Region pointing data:
BEGIN

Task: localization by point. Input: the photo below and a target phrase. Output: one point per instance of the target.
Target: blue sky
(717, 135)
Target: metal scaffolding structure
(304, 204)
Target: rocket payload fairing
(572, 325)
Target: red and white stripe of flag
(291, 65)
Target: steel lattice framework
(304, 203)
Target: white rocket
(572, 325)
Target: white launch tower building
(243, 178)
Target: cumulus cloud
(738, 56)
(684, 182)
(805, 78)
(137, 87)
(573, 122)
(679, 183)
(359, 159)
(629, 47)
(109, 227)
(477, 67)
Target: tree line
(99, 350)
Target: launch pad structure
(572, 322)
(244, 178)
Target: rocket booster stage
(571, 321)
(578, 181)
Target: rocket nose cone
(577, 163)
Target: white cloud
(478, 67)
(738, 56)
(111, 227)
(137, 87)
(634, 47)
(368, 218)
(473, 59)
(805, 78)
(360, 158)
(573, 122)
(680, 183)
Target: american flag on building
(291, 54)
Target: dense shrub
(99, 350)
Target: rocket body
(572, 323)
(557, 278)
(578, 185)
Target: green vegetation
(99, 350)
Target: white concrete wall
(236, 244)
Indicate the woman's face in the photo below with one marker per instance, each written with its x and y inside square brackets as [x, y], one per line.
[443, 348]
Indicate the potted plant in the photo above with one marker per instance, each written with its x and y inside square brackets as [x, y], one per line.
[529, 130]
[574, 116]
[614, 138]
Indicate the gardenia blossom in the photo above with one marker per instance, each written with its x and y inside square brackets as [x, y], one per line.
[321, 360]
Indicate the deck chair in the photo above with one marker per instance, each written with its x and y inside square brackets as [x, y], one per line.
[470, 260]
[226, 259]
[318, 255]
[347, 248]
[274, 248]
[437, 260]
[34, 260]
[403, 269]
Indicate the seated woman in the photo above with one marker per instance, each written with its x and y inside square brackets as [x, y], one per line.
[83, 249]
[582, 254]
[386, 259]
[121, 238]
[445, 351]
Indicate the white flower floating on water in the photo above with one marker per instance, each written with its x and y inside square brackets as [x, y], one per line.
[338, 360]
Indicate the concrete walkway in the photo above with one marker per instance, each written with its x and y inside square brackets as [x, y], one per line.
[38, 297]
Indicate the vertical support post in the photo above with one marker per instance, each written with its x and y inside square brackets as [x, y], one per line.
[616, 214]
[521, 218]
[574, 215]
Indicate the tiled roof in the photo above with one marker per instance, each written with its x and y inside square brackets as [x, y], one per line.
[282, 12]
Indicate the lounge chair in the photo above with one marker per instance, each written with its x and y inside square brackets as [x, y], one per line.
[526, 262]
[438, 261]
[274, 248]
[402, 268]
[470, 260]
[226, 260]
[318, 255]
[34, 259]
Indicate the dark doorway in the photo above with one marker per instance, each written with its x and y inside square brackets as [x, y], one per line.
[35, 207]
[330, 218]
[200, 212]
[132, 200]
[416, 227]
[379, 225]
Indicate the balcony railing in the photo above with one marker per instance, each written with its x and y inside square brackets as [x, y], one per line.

END

__PROBLEM STATEMENT__
Restate the data word for word, leaving nothing out.

__RESPONSE__
Task: localization by point. Input: the photo below and a target phrase. Output: one point per instance of the target.
Target: blue sky
(717, 135)
Target: metal scaffolding structure
(304, 204)
Target: rocket payload fairing
(572, 325)
Target: red and white stripe of flag
(291, 65)
Target: steel lattice framework
(304, 203)
Target: white rocket
(572, 325)
Target: white launch tower building
(243, 178)
Target: cumulus cloud
(738, 56)
(684, 182)
(805, 78)
(137, 87)
(573, 122)
(679, 183)
(359, 159)
(629, 47)
(109, 227)
(477, 67)
Target: tree line
(99, 350)
Target: launch pad structure
(572, 322)
(244, 178)
Target: rocket booster stage
(571, 321)
(578, 181)
Target: rocket nose cone
(577, 163)
Target: white cloud
(478, 67)
(738, 56)
(111, 227)
(137, 87)
(634, 47)
(368, 218)
(473, 59)
(805, 78)
(360, 158)
(573, 122)
(680, 183)
Target: american flag on building
(291, 54)
Target: dense shrub
(99, 350)
Target: rocket body
(572, 323)
(557, 278)
(578, 185)
Target: green vegetation
(99, 350)
Target: white concrete wall
(236, 244)
Indicate the woman's face in the photo below with one marker per instance, each written with its x and y inside square brackets as [x, y], one per line.
[443, 348]
Indicate the potted plant in the photo above with one marker per instance, each written with its x and y inside square brackets as [x, y], one per line.
[529, 130]
[574, 116]
[614, 138]
Indicate the gardenia blossom in the photo above with one marker per instance, each written with its x and y inside square brackets as [x, y], one per line.
[321, 360]
Indicate the deck chair in the photo above with one marker per instance, each written with its x and y inside square brackets as [x, y], one per line.
[470, 260]
[226, 259]
[318, 255]
[347, 248]
[274, 248]
[437, 260]
[34, 260]
[403, 269]
Indicate the seated woman in the photo above with one marker per instance, each written with its x and y inside square brackets as [x, y], one per line.
[83, 249]
[582, 254]
[386, 259]
[121, 238]
[445, 351]
Indicate the white flower floating on water in the photo above with one marker per instance, each written with its x and y inside square brackets as [x, y], one per line.
[338, 360]
Indicate the concrete walkway in the photo above with one marker per instance, each written with its x and y inside square brackets as [x, y], one per line.
[38, 297]
Indicate the vertical support post in the photo above with one marker per instance, each written with its x and y inside square brackets as [x, y], one per line.
[616, 214]
[521, 218]
[574, 215]
Indicate the tiled roof in the photo above with one marker per instance, each written with its x and y inside square brackets as [x, y], one per line.
[282, 12]
Indicate the lounge chair in the photo above with one marker per instance, each written with its x and y inside square brackets as [x, y], one per line.
[526, 262]
[438, 261]
[274, 248]
[402, 268]
[470, 260]
[226, 260]
[318, 255]
[34, 259]
Indicate the dark doorway in the photo above with one marker per instance, each written with its x and y inside square brackets as [x, y], one per line.
[35, 207]
[330, 218]
[200, 212]
[132, 200]
[416, 227]
[379, 225]
Indicate the balcony railing in the photo above with one marker per instance, each written with its x and y inside square brackets as [x, y], one per line.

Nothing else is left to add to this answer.